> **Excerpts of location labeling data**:
+ + + + + + +

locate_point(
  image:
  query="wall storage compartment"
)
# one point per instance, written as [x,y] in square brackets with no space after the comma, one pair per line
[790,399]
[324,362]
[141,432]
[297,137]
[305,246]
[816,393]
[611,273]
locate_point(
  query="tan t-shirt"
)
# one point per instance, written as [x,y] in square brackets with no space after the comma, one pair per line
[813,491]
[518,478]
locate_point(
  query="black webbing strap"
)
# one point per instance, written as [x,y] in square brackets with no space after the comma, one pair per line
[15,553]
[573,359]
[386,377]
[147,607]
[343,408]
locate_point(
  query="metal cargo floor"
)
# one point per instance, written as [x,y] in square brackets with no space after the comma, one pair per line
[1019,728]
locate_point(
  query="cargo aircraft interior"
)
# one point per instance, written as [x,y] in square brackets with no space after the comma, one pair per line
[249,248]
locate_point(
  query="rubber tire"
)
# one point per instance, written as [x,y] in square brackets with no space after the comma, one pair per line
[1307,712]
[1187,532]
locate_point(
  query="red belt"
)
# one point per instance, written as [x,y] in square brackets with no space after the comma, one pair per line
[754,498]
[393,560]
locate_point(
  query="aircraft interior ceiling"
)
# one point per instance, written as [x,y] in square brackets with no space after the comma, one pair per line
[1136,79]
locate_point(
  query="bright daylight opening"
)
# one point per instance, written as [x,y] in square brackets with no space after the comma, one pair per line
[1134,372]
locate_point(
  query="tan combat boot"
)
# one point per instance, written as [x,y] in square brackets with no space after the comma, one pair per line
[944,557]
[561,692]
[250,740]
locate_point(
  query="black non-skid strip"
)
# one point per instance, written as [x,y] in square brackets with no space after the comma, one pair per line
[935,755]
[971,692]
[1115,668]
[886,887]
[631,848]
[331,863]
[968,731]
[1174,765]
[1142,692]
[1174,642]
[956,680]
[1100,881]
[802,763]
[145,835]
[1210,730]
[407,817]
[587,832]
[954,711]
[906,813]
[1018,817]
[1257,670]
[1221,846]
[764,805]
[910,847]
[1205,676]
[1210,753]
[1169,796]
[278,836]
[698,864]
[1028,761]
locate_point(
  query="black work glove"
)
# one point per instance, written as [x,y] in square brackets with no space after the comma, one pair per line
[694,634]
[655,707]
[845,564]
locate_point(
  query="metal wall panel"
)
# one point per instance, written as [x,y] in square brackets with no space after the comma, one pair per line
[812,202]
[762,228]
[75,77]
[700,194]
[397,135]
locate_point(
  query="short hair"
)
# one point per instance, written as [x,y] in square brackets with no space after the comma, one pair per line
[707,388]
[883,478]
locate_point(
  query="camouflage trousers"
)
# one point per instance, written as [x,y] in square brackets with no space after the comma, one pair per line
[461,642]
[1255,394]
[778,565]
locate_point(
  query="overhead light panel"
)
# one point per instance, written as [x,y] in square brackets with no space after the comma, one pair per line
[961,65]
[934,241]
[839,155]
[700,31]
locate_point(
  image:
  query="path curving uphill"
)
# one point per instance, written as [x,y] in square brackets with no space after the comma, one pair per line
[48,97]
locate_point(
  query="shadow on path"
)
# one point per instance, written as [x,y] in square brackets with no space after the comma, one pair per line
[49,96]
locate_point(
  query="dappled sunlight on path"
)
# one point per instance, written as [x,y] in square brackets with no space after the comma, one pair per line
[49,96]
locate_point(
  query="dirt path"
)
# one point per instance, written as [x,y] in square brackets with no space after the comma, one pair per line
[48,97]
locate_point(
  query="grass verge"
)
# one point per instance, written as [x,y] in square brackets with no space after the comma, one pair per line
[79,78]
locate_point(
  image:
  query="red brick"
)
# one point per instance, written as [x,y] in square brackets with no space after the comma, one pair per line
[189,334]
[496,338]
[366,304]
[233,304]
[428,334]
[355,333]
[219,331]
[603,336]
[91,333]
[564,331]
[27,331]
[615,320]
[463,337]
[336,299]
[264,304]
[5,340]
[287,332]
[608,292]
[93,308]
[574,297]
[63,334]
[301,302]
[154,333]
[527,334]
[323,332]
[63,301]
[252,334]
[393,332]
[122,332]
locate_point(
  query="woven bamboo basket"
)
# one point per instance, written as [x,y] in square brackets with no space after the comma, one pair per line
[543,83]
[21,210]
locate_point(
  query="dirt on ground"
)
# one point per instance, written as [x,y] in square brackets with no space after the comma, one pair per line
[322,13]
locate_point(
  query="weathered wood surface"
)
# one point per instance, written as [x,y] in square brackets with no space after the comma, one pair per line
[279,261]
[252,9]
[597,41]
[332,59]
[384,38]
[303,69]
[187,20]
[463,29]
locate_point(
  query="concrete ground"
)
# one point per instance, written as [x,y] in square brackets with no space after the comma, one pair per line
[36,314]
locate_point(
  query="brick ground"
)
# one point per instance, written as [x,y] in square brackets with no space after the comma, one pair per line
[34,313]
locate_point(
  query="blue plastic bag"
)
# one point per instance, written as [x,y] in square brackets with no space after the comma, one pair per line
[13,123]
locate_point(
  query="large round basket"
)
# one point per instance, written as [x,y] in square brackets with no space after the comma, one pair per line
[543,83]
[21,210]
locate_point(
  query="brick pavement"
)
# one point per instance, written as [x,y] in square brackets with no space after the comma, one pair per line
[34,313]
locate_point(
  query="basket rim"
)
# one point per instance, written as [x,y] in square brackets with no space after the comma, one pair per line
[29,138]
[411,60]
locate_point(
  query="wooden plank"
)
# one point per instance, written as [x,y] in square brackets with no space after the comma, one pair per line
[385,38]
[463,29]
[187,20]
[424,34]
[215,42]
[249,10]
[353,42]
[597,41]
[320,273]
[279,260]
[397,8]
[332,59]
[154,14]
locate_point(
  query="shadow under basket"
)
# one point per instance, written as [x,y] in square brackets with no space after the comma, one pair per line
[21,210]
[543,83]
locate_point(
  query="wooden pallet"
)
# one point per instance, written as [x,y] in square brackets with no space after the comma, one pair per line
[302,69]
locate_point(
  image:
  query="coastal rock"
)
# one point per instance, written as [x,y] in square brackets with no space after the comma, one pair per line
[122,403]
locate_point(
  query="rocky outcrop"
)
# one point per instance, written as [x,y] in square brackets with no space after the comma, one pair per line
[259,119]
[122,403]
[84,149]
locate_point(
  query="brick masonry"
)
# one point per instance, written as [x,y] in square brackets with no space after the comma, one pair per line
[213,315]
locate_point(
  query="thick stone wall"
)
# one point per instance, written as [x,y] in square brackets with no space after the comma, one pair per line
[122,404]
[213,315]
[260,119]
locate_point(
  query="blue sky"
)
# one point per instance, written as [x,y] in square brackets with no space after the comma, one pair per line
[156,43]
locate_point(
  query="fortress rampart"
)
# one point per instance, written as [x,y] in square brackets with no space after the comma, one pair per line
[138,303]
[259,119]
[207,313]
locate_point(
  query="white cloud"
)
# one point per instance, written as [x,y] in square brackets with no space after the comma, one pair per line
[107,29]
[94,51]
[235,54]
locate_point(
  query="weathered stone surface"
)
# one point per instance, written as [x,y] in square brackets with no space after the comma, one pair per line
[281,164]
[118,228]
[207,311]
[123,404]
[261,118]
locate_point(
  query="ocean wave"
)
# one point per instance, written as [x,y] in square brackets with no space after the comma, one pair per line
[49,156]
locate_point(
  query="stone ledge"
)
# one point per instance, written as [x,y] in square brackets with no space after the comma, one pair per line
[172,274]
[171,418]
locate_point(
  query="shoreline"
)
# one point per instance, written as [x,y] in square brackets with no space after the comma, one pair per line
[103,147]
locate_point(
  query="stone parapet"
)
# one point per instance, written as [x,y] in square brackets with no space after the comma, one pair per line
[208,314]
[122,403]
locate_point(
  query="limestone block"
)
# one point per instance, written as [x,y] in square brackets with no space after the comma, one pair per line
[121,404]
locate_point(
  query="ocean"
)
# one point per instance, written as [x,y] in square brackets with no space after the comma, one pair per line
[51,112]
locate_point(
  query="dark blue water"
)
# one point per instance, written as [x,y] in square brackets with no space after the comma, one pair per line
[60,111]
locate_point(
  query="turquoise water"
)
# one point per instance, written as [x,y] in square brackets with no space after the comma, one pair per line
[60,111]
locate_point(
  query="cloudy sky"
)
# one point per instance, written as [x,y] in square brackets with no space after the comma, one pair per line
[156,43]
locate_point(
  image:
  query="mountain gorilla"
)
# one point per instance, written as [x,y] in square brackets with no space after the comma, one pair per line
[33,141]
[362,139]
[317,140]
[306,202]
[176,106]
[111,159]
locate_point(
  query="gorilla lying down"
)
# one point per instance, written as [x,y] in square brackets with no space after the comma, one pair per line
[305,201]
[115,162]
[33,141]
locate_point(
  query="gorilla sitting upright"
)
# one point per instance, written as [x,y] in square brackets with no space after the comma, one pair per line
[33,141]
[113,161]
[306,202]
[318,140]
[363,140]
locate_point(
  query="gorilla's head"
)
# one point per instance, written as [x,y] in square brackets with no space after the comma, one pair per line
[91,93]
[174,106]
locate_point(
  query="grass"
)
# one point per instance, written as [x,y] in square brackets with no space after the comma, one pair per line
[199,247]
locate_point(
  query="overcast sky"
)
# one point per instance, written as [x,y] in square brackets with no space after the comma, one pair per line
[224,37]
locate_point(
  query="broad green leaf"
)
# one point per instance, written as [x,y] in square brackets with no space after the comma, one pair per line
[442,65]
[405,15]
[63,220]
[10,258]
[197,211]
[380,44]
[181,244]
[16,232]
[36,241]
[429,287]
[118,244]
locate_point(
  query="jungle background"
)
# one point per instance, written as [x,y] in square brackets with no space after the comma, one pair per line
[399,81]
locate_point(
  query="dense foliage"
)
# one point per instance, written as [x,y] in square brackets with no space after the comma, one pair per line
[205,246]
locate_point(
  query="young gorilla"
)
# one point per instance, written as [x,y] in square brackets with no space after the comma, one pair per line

+ + + + + + +

> **EXERCISE INSTRUCTIONS**:
Locate every line in the items above that contains the word "aircraft", and copy each of those lines.

> **OUTPUT FOR THIS EXERCISE**:
  query="cargo aircraft interior"
  query="aircraft interior ceiling"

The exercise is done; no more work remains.